PHOENIX — Saying the case isn’t legally “ripe,” a judge on Tuesday tossed out a challenge to a new statute that imposes additional restrictions on the ability of citizens to propose their own laws.
Maricopa County Superior Court Judge Sherry Stephens acknowledged there is evidence that HB 2244, approved earlier this year by the Republican-controlled Legislature, will create additional burdens for future initiatives.
That’s because it overrules existing requirements that initiative petitions need be only in “substantial compliance” with election laws. Courts have repeatedly interpreted that to mean that measures can go to voters even if there are inadvertent errors by organizers or circulators, or mistakes that do not affect the ability to determine what is at issue.
Instead, the law that Stephens’ ruling allowed to take effect Wednesday requires judges to void initiatives not in “strict compliance” with all election laws. That could mean disqualification of petition drives based on technical errors.
The judge said all that is legally irrelevant, at least for the time being.
She said anyone challenging an Arizona law “must demonstrate that he is realistically threatened by a repetition of a constitutional violation.” Merely the fact that the law could affect someone who violates it — and can avoid violating it — is insufficient to give Arizona courts the authority to rule.
And Stephens pointed out there is no current initiative drive that has been affected by the new requirement.

+--

> [Assignment]:
Please say whether each statement agrees with the report on the HB 2244 ruling, answering yes or no and quoting the deciding words of the report.
1. The judge found no evidence that HB 2244 would burden future initiatives.
2. The new law requires judges to void initiatives that are not in strict compliance with all election laws.
3. The judge noted that no current initiative drive has been affected by the new requirement.
The records have nothing to do with the report above.

> [Supplied entries]:
+--

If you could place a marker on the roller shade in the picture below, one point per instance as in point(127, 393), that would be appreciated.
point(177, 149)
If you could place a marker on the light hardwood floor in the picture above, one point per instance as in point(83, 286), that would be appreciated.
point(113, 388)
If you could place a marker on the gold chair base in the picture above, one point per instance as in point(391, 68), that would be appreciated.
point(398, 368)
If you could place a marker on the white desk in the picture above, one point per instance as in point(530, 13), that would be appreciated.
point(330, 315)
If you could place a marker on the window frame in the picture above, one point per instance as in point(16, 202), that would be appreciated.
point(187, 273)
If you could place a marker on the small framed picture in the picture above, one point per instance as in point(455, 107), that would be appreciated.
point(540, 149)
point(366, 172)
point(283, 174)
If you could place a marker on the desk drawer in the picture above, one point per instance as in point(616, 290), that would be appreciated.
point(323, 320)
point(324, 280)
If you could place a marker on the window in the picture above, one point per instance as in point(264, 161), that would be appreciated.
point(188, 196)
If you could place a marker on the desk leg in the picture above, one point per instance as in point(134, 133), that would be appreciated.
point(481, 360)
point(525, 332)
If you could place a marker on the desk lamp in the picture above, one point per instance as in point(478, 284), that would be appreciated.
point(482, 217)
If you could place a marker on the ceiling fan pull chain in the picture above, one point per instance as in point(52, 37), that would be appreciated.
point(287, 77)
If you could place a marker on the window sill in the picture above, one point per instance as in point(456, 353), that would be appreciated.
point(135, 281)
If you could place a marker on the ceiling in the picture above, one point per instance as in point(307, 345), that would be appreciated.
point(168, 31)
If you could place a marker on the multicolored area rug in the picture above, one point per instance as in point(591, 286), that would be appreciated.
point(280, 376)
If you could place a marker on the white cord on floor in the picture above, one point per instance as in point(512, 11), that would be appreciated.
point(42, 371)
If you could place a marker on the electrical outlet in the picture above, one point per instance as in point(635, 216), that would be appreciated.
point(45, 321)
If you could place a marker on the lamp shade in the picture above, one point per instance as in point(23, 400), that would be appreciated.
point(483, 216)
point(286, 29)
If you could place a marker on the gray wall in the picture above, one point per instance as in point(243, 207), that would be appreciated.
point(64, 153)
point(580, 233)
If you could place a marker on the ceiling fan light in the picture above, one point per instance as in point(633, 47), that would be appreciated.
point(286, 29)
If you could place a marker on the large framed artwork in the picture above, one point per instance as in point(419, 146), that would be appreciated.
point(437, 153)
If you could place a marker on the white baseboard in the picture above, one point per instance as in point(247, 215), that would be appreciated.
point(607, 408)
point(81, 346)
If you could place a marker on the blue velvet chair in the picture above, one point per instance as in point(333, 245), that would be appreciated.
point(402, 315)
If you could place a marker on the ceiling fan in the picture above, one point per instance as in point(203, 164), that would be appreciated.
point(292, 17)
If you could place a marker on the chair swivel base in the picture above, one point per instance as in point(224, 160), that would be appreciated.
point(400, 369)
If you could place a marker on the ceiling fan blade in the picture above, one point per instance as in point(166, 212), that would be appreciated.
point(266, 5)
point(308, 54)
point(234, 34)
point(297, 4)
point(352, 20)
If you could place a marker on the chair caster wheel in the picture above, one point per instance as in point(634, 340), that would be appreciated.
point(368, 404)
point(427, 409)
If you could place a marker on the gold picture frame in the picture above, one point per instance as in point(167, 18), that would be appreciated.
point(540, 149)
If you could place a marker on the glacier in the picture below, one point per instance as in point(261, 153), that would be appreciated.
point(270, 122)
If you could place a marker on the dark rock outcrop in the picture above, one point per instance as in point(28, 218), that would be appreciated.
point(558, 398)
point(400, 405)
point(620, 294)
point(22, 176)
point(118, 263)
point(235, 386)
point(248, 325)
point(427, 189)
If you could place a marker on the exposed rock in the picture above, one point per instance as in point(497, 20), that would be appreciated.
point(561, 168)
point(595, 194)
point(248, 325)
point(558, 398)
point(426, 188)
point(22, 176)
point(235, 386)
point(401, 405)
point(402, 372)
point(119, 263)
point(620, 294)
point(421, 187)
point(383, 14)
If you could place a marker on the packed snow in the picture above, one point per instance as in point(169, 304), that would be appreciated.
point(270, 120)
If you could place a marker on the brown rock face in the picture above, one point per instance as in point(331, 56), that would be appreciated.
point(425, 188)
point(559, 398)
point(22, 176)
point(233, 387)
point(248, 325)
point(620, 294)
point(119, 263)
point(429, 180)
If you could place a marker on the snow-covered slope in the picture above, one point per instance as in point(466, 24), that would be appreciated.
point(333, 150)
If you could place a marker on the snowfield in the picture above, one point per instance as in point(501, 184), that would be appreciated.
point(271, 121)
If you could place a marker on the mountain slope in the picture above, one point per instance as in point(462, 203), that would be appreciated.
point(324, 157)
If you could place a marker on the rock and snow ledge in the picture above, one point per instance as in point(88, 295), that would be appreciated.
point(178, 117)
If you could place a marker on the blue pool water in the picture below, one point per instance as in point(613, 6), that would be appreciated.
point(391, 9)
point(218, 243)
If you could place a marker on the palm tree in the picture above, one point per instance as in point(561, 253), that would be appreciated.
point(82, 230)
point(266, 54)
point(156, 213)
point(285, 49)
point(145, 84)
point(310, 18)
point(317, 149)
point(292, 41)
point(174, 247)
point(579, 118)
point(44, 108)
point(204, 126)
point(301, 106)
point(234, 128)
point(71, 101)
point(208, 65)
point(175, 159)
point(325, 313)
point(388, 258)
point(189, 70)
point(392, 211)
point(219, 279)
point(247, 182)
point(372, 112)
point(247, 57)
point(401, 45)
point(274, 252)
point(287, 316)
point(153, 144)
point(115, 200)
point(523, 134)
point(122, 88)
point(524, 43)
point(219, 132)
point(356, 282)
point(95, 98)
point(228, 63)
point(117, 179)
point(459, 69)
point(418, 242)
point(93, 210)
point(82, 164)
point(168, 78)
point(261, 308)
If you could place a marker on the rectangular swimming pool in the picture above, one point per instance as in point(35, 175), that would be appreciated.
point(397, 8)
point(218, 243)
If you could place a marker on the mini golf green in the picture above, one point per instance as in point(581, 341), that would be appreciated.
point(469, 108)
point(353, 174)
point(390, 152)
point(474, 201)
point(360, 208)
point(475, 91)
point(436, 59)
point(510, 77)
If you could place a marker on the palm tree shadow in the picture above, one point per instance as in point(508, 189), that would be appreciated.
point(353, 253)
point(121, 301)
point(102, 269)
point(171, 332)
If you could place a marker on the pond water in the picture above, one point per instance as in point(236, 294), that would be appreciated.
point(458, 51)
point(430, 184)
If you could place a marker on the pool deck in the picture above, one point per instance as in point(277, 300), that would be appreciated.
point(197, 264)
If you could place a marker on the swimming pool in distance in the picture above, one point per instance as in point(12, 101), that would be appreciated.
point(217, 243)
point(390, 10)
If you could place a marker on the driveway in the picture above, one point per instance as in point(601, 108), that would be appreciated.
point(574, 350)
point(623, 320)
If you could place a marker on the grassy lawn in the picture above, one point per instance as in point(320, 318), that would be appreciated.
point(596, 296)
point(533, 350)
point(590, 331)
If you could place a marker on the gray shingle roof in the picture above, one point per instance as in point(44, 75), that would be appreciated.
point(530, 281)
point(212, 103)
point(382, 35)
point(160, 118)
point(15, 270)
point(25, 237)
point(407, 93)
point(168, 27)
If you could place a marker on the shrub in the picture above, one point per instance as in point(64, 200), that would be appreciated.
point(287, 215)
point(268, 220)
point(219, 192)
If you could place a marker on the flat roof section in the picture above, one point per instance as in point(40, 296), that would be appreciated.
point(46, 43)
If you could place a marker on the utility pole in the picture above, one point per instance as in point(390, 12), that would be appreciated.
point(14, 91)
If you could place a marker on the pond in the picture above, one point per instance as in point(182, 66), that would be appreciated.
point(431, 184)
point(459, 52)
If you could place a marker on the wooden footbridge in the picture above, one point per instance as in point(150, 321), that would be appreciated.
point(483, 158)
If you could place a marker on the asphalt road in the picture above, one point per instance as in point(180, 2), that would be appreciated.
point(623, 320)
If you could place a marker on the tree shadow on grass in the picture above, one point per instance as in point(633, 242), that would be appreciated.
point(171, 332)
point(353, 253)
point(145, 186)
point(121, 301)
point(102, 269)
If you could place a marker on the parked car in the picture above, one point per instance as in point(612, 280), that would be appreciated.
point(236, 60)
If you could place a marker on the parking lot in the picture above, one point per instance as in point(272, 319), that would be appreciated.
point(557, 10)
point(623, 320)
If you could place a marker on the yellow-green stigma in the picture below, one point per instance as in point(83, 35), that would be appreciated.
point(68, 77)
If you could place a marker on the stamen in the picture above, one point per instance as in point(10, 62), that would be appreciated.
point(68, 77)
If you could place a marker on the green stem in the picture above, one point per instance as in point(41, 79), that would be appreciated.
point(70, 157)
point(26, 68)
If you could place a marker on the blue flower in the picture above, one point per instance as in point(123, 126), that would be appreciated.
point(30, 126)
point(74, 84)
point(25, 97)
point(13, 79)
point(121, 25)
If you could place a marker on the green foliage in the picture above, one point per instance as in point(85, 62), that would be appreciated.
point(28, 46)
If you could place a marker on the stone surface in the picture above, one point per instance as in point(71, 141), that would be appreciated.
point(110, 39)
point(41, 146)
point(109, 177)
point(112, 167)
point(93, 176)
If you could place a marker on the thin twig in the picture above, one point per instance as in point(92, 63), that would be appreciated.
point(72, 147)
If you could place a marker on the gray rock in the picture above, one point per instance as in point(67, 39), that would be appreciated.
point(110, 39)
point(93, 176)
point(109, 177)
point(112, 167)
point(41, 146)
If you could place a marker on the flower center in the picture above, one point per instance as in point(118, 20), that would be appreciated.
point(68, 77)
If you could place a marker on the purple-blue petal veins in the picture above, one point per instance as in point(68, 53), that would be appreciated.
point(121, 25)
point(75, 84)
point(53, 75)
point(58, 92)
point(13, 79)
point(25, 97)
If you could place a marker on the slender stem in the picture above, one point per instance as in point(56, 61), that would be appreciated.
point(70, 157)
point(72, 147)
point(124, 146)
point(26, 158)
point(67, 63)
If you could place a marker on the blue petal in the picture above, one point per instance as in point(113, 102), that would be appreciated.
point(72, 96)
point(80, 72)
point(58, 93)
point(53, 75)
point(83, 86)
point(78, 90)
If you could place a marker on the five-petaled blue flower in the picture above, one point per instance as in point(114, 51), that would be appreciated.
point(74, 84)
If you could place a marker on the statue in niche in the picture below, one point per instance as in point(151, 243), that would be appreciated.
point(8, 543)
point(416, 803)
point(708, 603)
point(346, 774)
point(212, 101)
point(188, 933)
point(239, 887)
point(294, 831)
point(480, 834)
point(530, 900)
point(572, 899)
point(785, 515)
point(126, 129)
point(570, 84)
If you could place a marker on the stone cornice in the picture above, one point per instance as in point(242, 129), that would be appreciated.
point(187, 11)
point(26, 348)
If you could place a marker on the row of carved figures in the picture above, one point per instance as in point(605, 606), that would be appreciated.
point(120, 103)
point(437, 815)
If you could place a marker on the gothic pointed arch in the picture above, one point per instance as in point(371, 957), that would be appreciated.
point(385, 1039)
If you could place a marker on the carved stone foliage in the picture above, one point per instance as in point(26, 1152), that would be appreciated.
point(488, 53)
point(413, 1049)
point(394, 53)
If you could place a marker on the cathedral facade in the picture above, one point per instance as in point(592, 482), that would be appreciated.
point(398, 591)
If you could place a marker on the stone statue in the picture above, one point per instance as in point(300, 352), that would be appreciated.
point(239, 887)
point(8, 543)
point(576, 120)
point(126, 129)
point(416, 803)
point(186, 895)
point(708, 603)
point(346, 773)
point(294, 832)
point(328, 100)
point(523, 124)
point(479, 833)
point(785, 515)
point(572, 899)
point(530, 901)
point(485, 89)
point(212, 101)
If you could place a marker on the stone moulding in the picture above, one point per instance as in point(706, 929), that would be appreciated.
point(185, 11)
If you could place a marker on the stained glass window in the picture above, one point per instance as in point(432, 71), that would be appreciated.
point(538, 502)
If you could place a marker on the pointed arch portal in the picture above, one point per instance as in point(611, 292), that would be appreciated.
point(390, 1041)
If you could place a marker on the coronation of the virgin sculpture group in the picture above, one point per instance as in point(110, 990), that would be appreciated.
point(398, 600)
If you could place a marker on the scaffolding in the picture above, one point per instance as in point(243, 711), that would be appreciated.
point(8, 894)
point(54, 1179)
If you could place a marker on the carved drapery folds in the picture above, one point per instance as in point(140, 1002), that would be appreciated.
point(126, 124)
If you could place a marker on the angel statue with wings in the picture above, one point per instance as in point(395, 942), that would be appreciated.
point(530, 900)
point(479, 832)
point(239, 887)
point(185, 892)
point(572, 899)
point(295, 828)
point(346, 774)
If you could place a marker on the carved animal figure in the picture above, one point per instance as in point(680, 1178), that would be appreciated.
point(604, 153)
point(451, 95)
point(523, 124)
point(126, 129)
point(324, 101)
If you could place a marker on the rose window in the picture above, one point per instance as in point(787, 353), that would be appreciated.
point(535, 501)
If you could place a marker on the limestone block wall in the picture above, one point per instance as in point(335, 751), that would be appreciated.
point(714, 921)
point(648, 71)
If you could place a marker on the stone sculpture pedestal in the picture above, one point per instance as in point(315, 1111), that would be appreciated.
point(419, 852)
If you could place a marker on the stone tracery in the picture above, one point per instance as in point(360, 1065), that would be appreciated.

+--

> [Exercise result]:
1. No: "acknowledged there is evidence that HB 2244, approved earlier this year by the Republican-controlled Legislature, will create additional burdens for future initiatives"
2. Yes: "requires judges to void initiatives not in “strict compliance” with all election laws"
3. Yes: "there is no current initiative drive that has been affected by the new requirement"